> TEXTE SOURCE
-------------------------
La pluralité des consciences a donc pour corollaire la discontinuité des consciences : d’où je tire cette conséquence, c’est que, dans l’hypothèse d’une unité primitive, homogène, sans division et absolument continue, la pluralité des consciences serait impossible. Cette grande unité, en lui supposant un moi, n’en aurait qu’un seul, et ne se démembrerait pas en consciences diverses et séparées. Supposez l’être infini, un et homogène, supposez-le affecté de phénomènes multiples, supposez enfin qu’il ait conscience de lui-même, je le répète, il y aura en lui une seule conscience, une conscience totale et unique, mais non une pluralité de consciences fermées les unes aux autres, comme le sont les consciences humaines : d’où je conclus qu’entre l’unité primitive, s’il y a une telle unité, et la multitude infinie des phénomènes, il doit y avoir des principes d’unité distincts, des points de conscience. Je ne les appellerai pas des substances, puisque la chose en soi m’est inconnue et que le mot substance en dit peut-être trop pour ce mode d’existence qui tient encore tant au phénomène ; peut-être enfin l’être est-il substantiellement indivisible. Cependant, il doit y avoir au moins des forces individuelles qui à leur base échappent à nos regards, mais qui se manifestent à elles-mêmes leur unité dans le fait de conscience. Ces unités de conscience ne peuvent d’ailleurs s’entendre comme des concentrations successives de la pluralité phénoménale extérieure, car ce serait revenir à l’hypothèse déjà réfutée.
-------------------------
> LIGNES FOURNIES
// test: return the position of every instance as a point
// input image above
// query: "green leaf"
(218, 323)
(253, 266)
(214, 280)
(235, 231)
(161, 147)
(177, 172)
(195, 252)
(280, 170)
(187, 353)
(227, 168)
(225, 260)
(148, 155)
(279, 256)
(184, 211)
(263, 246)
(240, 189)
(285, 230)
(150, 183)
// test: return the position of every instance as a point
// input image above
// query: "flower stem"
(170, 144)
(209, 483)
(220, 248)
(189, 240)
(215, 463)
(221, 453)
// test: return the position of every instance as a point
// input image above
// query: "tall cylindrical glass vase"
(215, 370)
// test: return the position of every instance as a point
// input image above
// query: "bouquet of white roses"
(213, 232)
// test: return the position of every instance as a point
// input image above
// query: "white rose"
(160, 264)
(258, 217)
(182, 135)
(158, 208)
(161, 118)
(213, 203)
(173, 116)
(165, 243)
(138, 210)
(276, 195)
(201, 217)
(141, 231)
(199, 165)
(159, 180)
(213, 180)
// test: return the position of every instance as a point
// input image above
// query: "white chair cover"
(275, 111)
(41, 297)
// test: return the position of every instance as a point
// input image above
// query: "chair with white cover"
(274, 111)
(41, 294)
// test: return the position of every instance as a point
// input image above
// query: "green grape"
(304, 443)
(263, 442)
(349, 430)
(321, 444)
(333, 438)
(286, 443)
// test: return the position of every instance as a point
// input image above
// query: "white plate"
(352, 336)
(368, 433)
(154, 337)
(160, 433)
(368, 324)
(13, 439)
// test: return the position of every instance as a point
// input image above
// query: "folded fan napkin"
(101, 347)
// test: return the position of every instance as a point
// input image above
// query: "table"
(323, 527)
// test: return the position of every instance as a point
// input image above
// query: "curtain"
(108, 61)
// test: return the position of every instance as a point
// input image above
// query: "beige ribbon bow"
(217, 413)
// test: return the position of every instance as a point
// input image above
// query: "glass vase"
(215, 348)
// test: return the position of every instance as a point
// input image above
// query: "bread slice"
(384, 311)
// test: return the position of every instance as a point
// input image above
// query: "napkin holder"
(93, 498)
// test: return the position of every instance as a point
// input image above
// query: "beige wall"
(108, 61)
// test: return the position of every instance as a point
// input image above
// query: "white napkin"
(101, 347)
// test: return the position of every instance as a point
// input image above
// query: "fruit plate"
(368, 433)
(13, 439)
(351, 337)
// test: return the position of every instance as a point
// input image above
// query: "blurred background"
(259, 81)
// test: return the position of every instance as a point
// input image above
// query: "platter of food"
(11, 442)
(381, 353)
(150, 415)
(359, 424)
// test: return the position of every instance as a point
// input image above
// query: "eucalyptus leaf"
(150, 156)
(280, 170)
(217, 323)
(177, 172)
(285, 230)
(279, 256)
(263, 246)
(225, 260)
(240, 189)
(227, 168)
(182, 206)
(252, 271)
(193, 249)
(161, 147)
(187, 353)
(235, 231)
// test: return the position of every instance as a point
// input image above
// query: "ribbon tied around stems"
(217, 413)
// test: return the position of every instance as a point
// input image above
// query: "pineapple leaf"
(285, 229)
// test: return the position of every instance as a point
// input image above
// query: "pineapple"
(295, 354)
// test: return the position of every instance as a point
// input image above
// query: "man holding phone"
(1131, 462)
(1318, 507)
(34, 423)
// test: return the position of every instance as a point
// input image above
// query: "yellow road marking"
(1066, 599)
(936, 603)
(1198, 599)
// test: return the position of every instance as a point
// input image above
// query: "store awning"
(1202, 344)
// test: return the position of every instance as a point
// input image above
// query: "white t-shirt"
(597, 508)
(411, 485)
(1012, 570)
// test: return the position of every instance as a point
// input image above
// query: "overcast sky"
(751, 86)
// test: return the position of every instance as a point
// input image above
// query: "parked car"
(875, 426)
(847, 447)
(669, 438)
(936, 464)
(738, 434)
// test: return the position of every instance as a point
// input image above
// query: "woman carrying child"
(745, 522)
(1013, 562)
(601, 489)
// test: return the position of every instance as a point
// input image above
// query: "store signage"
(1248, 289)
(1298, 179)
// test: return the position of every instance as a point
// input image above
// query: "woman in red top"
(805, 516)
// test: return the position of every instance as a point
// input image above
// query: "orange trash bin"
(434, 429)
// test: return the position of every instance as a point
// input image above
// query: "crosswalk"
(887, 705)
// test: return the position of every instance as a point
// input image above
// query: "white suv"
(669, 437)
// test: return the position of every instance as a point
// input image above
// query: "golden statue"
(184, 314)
-------------------------
> CONSIGNE
D'après le texte source sur la pluralité des consciences, quel est le corollaire de cette pluralité ?

> RÉPONSE
La discontinuité des consciences.